Dataset records
..............................

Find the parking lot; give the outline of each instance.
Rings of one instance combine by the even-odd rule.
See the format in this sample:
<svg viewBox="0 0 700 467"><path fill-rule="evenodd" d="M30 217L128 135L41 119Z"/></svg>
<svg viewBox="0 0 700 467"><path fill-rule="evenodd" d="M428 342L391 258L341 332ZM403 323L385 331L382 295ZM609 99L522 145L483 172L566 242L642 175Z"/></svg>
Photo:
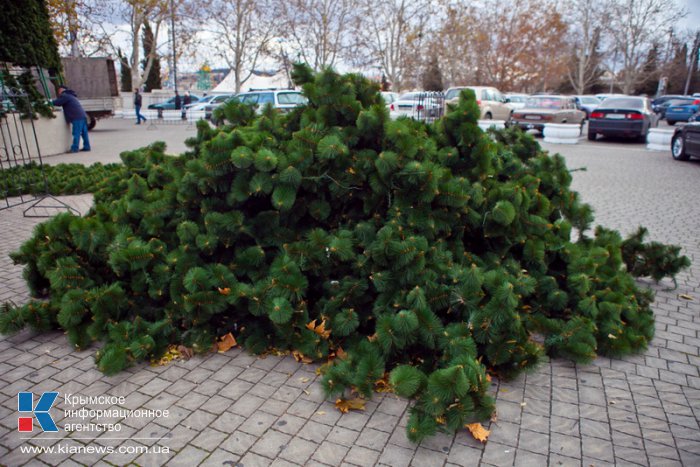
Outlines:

..............................

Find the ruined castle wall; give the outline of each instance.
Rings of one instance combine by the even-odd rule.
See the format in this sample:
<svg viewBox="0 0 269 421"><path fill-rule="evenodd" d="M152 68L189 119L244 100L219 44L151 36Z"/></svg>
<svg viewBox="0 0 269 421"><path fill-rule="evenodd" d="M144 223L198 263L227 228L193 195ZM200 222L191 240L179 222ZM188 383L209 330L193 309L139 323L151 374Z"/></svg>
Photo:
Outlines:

..............................

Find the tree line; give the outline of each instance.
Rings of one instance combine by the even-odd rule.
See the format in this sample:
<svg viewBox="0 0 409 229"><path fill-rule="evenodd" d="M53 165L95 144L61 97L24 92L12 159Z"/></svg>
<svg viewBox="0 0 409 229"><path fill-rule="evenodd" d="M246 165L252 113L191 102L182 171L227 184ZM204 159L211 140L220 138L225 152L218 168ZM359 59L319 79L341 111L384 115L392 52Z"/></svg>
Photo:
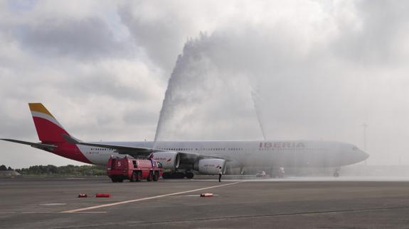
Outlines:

..............................

**PROMPT:** Extract the lines starting at the one that contains "Find the ruined" and ending at the one that contains "223L198 263L227 228L193", and reproduce them verbatim.

**OUTPUT:**
Find the ruined castle wall; give the outline of each instance.
Rings of one instance combine by the even-odd rule.
See the format in this sample:
<svg viewBox="0 0 269 421"><path fill-rule="evenodd" d="M152 68L189 119L244 100L219 44L151 36Z"/></svg>
<svg viewBox="0 0 269 421"><path fill-rule="evenodd" d="M144 223L198 263L227 228L193 195ZM200 222L191 240L179 222ZM188 383L209 330L193 309L139 323L151 374Z"/></svg>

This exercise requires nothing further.